------ DATASET EXCERPTS

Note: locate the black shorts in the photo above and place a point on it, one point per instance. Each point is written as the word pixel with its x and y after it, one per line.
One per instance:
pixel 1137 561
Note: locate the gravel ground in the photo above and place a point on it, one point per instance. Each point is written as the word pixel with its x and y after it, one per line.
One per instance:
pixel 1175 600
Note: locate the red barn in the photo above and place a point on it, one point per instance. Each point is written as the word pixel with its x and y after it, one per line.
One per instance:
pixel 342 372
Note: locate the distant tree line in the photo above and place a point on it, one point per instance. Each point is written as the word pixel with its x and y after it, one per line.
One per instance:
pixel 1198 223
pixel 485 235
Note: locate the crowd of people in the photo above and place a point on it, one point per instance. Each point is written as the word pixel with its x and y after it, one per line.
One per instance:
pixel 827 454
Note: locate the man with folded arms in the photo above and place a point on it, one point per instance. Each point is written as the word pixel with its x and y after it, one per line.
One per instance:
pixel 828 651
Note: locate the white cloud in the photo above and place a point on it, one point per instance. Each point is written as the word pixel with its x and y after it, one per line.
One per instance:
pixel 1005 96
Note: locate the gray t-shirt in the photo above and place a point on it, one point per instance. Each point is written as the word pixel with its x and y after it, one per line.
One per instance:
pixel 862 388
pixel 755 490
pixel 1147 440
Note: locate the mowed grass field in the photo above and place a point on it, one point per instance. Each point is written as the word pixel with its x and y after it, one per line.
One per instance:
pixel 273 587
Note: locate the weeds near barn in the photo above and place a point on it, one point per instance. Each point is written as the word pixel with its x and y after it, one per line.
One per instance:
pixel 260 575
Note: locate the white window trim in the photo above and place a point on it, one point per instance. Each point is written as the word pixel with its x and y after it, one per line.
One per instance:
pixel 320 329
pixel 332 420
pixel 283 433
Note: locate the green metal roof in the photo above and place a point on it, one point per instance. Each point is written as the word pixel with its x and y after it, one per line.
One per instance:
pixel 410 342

------------
------ DATASET EXCERPTS

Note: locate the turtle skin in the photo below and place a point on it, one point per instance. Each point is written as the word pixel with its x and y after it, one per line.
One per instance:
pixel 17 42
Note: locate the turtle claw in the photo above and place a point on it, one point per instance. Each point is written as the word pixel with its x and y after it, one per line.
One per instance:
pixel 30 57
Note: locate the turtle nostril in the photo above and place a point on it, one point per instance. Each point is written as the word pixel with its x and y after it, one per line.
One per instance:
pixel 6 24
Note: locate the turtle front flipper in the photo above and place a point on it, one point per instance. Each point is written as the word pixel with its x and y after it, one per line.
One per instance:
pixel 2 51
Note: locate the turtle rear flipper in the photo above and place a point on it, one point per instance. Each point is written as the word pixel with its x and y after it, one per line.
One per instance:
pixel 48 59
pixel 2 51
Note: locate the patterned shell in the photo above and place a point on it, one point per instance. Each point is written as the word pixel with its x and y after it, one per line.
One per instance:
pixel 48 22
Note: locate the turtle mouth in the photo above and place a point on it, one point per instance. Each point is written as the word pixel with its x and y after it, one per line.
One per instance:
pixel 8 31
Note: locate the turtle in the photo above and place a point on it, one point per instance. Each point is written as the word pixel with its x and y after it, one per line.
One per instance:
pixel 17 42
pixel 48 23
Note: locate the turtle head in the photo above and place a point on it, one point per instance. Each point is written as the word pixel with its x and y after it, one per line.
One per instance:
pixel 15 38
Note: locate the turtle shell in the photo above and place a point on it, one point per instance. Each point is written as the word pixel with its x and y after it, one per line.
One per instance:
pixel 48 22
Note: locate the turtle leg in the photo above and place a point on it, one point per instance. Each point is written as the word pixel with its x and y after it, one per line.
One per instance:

------------

■ **INSTRUCTIONS TO FOLLOW**: Above are the records. Identify each line that contains the word "shell".

■ **COMPLETED TASK**:
Note: locate the patterned shell in the photo above and place a point on it, one point per instance. Each point is written as the word pixel with its x and y after it, one per line.
Note: locate the turtle shell in the photo above and place a point on it, one point per instance. Each point is written as the word pixel with its x and y after it, one per line.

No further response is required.